THE INPUT section start
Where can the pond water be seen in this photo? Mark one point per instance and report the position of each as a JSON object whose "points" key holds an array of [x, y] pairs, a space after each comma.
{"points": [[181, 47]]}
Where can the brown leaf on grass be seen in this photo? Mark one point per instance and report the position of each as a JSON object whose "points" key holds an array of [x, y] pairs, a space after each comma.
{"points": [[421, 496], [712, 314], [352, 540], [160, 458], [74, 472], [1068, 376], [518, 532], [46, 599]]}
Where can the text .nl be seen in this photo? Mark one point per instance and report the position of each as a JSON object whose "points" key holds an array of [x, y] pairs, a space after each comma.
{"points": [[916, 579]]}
THE INPUT section end
WHAT THE TASK REQUIRES:
Starting at the line that contains "Where can the text", output every remaining line of the data exactly, and stop after the last one.

RESPONSE AREA:
Where can the text .nl be seen in this photo? Mark one point per instance and report the position of each as a JSON object whose "points" key holds an array of [x, y] pairs, a space after each comma.
{"points": [[916, 579]]}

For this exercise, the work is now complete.